• **REQUIREMENT**
Reproduce everything from the row containing "Pick out the potted plant in the" down to the end of the rows below, replacing "Pick out" with "Locate" and leaving everything else unchanged.

• **SOURCE RECORDS**
◇ ◇ ◇ ◇ ◇

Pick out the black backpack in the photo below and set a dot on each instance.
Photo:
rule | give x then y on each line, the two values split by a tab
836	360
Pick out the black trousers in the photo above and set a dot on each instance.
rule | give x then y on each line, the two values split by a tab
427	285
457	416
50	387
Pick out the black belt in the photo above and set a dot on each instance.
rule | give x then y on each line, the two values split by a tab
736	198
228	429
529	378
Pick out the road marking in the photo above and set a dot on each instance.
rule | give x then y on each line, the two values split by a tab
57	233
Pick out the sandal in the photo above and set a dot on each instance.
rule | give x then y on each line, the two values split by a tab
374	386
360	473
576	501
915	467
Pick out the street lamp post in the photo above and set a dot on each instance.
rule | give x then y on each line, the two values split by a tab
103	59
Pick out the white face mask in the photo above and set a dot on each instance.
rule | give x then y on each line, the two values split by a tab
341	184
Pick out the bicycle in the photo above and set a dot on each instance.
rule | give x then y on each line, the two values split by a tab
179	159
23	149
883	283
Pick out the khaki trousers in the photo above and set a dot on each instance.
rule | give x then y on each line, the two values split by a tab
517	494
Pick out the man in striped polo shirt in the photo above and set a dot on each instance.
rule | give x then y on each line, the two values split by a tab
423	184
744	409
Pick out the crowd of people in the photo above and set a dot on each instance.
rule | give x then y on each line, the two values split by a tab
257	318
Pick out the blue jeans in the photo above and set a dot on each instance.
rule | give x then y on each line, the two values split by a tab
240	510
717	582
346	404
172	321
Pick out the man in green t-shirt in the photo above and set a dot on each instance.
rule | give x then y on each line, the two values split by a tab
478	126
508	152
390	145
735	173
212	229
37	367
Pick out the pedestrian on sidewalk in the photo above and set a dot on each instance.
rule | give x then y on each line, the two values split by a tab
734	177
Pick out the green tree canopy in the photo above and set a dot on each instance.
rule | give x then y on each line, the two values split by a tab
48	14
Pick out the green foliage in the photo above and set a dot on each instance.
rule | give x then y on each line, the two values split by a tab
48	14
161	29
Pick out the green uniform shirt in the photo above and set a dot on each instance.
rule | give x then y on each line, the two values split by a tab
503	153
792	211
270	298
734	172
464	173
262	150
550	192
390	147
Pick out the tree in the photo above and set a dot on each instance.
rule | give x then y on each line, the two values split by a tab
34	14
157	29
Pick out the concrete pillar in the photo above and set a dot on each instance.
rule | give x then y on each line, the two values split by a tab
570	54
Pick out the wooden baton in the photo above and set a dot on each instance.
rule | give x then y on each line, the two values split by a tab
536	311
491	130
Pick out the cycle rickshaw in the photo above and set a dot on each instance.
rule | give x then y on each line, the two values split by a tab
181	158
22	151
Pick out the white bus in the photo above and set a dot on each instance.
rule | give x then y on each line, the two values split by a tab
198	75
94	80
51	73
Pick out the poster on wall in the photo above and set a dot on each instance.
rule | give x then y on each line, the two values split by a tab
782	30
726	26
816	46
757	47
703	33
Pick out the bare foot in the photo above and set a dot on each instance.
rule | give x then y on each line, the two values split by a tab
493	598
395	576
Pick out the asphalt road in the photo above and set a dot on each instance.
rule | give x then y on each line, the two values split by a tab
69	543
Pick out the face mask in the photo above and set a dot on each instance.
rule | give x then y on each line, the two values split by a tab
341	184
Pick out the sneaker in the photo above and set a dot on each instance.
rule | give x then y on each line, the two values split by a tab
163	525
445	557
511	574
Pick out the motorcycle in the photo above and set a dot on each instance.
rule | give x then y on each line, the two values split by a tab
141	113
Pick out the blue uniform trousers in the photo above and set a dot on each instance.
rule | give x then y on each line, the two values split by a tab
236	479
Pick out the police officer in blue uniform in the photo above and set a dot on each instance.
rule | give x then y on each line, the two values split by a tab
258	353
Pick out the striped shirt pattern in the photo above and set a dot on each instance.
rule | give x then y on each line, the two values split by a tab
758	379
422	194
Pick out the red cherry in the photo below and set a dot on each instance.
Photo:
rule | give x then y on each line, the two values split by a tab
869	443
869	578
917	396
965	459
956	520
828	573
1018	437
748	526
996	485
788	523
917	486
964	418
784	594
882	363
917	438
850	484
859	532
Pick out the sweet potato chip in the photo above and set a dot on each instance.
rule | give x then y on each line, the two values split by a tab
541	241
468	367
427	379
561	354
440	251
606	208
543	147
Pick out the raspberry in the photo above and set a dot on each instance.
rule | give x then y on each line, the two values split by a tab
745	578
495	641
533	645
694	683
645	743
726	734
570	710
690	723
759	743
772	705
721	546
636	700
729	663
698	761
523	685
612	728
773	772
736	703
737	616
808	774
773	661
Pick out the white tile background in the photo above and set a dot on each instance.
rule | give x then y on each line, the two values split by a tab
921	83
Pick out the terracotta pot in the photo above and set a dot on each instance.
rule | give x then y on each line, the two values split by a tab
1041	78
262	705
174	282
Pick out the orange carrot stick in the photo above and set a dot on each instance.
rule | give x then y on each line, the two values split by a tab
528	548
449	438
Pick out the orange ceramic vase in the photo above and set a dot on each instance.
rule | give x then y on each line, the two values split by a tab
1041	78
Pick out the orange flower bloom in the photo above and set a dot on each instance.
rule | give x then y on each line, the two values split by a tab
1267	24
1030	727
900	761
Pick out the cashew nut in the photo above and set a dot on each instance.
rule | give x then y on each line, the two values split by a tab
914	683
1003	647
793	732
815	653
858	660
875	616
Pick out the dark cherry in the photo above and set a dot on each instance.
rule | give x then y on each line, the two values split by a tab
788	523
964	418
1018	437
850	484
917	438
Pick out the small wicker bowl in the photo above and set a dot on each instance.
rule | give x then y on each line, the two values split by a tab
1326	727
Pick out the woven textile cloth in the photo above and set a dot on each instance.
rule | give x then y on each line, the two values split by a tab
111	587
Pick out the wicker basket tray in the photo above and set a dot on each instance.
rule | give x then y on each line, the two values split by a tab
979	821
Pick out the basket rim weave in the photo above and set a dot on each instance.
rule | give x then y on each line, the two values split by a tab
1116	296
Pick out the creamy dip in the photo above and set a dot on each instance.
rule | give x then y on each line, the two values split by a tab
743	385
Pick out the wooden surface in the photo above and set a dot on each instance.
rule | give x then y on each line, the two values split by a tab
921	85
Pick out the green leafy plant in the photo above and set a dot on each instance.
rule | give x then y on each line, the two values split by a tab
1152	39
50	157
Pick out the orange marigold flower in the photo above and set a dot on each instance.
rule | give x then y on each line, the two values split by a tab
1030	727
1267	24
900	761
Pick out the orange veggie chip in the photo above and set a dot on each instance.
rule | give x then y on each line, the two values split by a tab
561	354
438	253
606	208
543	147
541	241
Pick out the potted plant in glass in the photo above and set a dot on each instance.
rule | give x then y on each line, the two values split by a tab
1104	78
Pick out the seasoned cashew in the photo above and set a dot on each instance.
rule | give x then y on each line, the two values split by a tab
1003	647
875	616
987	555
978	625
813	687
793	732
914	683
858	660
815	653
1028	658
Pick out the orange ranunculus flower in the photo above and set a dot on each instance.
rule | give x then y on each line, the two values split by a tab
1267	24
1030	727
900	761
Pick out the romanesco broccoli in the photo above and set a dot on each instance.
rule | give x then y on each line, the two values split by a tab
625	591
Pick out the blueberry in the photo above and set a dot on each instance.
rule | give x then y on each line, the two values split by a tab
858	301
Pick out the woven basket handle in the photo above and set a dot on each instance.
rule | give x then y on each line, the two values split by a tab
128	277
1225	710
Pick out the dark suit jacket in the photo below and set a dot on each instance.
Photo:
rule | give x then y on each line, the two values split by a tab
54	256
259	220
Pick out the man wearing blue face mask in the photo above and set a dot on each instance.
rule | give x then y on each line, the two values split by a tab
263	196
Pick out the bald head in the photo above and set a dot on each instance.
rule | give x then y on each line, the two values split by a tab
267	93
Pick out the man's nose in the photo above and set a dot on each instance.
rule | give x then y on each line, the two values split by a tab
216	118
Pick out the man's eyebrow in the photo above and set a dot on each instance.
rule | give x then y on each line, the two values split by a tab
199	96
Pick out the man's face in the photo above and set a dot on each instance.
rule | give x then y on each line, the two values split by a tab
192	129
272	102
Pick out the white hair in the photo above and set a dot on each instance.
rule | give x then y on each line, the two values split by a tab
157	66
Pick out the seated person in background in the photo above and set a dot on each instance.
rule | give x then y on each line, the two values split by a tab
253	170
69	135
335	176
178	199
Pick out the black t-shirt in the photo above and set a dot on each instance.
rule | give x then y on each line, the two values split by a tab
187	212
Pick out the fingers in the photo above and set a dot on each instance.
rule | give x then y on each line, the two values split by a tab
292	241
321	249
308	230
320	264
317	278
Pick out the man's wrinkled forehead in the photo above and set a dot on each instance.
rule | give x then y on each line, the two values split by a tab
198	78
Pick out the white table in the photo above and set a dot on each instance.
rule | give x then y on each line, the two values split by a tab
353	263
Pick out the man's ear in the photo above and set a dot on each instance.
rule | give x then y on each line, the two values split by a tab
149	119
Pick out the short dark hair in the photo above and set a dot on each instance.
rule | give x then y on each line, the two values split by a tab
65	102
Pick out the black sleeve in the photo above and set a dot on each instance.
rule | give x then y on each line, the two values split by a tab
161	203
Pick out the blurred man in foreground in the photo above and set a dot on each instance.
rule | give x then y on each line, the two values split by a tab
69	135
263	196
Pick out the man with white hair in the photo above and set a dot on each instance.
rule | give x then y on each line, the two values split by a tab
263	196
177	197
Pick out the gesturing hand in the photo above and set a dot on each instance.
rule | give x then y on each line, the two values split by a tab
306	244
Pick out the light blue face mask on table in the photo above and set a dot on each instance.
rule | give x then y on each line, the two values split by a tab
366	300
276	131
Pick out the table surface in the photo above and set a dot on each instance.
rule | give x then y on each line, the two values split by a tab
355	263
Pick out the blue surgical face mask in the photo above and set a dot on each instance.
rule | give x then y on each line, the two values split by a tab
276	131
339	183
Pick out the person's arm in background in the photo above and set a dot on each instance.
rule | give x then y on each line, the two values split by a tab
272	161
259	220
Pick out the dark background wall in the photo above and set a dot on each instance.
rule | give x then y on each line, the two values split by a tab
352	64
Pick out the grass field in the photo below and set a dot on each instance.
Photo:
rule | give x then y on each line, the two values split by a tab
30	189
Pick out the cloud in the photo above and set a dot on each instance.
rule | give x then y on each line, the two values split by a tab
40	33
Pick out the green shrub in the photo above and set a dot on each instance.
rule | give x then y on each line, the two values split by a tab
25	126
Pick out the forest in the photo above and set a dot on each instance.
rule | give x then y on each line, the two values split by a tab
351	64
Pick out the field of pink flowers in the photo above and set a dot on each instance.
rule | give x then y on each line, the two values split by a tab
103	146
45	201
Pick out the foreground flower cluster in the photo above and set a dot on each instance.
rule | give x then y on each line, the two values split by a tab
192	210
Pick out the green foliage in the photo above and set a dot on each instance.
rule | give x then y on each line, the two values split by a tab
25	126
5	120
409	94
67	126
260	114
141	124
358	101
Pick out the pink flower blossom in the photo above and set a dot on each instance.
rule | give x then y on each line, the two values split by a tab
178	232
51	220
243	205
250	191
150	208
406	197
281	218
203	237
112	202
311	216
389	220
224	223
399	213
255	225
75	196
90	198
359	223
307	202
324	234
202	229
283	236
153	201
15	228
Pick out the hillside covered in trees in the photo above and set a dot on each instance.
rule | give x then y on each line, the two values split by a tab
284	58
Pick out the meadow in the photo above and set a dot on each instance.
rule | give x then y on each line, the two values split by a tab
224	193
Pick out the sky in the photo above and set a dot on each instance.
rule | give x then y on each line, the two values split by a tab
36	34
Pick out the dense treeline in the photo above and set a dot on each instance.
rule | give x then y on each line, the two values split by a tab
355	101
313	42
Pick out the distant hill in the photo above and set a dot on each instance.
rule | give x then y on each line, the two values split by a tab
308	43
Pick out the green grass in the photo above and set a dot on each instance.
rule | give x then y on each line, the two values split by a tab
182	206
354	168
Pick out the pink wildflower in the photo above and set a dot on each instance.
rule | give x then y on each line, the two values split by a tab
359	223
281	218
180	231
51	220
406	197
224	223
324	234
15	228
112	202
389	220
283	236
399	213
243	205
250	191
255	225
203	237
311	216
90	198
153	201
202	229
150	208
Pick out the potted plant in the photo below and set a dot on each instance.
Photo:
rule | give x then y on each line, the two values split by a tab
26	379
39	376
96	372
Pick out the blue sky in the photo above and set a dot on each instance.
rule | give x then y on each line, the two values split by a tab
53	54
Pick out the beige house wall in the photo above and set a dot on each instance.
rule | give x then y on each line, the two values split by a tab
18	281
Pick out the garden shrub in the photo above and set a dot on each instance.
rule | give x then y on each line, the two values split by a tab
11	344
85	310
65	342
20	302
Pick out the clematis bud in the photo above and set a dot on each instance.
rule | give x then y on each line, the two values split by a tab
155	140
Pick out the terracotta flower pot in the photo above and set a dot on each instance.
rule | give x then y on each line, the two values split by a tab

◇ ◇ ◇ ◇ ◇

• **THE RESPONSE**
Locate the potted plant in the photo below and set a dot on each instance.
Photo:
rule | give x then y on each line, the two values split by a tab
26	379
39	376
96	372
Locate the blue sky in the photo above and set a dot on each instance.
rule | give x then y on each line, the two values split by a tab
53	54
Locate the beige house wall in the photo above and set a dot on each instance.
rule | give x then y on each line, the two values split by a tab
18	281
Locate the garden shrub in the photo above and set a dot on each instance.
rule | give x then y on each line, the two values split by a tab
11	344
85	310
65	342
20	302
Locate the clematis bud in the photo above and set a dot on each instance.
rule | give x then y on each line, the two values split by a tab
155	140
Locate the terracotta flower pot in the photo above and set a dot on each instance.
rule | give x then y on each line, the two values split by a tab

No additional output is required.